• Excerpts from point annotation data:
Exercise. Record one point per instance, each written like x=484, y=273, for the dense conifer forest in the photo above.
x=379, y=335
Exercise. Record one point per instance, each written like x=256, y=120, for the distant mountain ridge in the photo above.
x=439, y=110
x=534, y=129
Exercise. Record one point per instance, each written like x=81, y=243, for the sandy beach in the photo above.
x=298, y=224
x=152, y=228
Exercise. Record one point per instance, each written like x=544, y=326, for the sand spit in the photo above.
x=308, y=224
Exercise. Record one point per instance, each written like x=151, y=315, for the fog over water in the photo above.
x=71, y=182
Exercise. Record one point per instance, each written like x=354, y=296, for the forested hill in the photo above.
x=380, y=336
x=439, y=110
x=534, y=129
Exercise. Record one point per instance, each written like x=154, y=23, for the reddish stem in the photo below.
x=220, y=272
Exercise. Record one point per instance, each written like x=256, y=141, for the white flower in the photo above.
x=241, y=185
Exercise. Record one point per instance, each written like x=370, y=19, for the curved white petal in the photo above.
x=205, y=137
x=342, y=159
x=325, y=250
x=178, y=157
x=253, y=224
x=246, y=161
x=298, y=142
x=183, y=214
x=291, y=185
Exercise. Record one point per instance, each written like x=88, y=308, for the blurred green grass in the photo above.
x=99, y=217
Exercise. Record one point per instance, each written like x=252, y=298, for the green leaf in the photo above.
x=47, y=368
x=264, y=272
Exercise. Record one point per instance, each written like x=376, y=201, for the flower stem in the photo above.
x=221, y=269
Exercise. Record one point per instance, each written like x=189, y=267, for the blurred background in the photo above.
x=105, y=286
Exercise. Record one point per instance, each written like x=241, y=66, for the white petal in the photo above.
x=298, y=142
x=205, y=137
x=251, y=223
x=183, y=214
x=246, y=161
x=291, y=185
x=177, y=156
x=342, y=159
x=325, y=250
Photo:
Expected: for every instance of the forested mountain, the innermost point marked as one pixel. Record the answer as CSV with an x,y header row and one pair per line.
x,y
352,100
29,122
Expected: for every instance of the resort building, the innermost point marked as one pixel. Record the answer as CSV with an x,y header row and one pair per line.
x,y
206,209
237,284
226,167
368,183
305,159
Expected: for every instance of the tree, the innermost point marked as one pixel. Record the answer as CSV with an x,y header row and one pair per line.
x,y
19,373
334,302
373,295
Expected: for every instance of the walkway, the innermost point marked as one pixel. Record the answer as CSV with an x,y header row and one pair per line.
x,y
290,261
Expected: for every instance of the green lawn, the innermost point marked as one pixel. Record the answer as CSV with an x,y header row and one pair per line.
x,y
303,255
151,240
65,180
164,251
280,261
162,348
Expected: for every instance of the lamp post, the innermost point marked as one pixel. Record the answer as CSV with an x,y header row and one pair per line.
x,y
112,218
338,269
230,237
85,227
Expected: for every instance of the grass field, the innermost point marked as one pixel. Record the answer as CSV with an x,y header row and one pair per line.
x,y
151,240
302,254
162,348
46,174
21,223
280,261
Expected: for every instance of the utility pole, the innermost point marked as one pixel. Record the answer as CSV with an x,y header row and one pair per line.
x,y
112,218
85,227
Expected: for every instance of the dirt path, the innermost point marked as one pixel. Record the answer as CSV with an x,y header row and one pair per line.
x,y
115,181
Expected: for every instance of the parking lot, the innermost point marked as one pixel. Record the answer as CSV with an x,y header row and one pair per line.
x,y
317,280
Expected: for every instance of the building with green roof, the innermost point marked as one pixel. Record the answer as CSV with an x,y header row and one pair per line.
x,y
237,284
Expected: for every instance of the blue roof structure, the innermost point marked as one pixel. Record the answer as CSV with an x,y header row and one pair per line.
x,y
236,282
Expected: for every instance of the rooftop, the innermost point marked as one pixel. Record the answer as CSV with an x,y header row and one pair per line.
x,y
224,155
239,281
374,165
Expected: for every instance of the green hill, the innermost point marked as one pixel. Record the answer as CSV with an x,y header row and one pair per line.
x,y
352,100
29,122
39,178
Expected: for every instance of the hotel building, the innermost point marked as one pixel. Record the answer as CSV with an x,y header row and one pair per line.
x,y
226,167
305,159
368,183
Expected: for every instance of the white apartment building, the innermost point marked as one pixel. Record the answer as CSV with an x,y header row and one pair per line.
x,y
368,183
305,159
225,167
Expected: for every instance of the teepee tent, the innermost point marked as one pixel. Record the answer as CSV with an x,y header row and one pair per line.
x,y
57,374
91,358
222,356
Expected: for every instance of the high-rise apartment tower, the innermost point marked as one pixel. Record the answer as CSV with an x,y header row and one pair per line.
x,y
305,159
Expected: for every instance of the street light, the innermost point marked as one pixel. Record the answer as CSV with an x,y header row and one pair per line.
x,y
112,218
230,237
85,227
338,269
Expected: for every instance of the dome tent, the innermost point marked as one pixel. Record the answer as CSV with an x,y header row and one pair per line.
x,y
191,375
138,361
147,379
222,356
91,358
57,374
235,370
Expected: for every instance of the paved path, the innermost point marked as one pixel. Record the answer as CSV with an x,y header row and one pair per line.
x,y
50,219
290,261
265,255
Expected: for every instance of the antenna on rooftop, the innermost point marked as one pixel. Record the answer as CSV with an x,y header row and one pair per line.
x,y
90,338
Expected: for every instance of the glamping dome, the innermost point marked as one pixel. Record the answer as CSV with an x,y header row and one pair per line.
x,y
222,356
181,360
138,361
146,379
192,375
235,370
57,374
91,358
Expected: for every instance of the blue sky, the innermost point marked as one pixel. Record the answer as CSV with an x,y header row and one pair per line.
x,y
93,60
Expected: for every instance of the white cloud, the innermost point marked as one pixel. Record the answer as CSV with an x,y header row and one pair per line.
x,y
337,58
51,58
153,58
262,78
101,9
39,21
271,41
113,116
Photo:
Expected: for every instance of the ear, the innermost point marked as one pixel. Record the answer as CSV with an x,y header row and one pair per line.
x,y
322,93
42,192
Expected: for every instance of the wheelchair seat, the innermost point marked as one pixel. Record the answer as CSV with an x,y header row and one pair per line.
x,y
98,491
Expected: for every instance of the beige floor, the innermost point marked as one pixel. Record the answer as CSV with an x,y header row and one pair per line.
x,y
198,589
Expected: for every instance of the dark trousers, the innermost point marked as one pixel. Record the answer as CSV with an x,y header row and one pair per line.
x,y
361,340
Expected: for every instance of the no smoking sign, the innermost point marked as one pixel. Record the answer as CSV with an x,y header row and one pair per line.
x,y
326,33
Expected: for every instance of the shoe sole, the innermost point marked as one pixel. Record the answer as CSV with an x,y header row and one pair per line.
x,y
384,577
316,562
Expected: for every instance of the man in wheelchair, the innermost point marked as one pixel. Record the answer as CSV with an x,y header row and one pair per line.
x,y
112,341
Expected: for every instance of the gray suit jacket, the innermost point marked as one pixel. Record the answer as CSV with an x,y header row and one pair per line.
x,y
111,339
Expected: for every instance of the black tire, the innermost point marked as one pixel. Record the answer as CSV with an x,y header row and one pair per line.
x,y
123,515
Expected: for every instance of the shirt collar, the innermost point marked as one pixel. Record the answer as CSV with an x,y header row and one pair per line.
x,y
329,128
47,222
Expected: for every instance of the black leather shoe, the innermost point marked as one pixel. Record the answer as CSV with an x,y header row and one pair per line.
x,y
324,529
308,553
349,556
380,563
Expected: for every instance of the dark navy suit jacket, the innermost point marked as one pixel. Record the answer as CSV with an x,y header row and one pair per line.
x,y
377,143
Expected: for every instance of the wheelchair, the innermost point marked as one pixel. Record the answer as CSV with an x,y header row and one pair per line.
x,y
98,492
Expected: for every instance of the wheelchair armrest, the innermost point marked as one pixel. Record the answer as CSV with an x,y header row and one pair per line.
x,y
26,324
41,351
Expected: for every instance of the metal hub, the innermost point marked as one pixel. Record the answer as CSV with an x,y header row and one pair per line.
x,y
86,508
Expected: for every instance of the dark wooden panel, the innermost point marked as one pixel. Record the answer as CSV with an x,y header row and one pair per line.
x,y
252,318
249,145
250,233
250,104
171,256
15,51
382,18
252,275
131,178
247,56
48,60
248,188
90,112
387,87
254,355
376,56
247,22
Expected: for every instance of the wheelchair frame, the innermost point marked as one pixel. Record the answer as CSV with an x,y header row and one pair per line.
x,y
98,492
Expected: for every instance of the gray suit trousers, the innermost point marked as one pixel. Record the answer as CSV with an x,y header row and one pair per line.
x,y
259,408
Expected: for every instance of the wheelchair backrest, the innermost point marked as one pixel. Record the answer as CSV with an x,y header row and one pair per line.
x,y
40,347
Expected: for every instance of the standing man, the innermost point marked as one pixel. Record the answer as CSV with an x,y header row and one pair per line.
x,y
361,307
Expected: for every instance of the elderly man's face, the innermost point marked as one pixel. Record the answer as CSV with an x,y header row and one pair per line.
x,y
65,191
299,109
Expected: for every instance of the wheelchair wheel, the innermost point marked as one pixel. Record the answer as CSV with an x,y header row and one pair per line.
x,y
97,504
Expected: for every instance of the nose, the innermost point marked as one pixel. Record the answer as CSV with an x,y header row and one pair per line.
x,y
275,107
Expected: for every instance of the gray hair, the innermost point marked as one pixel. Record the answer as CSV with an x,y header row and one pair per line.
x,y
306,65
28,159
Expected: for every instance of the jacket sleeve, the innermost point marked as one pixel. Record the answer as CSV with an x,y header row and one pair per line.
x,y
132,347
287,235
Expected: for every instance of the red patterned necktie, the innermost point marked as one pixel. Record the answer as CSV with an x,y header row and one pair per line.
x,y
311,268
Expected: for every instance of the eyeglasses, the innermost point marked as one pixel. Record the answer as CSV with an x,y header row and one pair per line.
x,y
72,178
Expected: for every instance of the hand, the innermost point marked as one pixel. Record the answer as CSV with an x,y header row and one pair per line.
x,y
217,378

• Written problem: Reproduce the lines word for word, starting at the one holding "Expected: for every instance of the gray hair, the" and ending at the final line of the material above.

• Correct output:
Expected: for every instance of the gray hair, the innermost point marked as one pixel. Record the answer as CSV with an x,y header row and one pair per line.
x,y
306,65
28,159
Expected: for every instance of the jacket sleeve, the innermost point marked as one pixel. Record the answer as CSV with an x,y header row and one pair per line.
x,y
132,347
287,235
Expected: for every instance of the red patterned necktie, the innermost point marked as one pixel. Record the answer as CSV with an x,y header row and one pair per line.
x,y
311,268
Expected: for every instance of the eyeglasses, the innermost point marked as one pixel. Record the answer as CSV with an x,y header row and one pair per line.
x,y
72,178
Expected: for every instance of the hand, the innermost point marked as one pixel. Record the answer as CSV with an x,y header row and one pair per line.
x,y
217,378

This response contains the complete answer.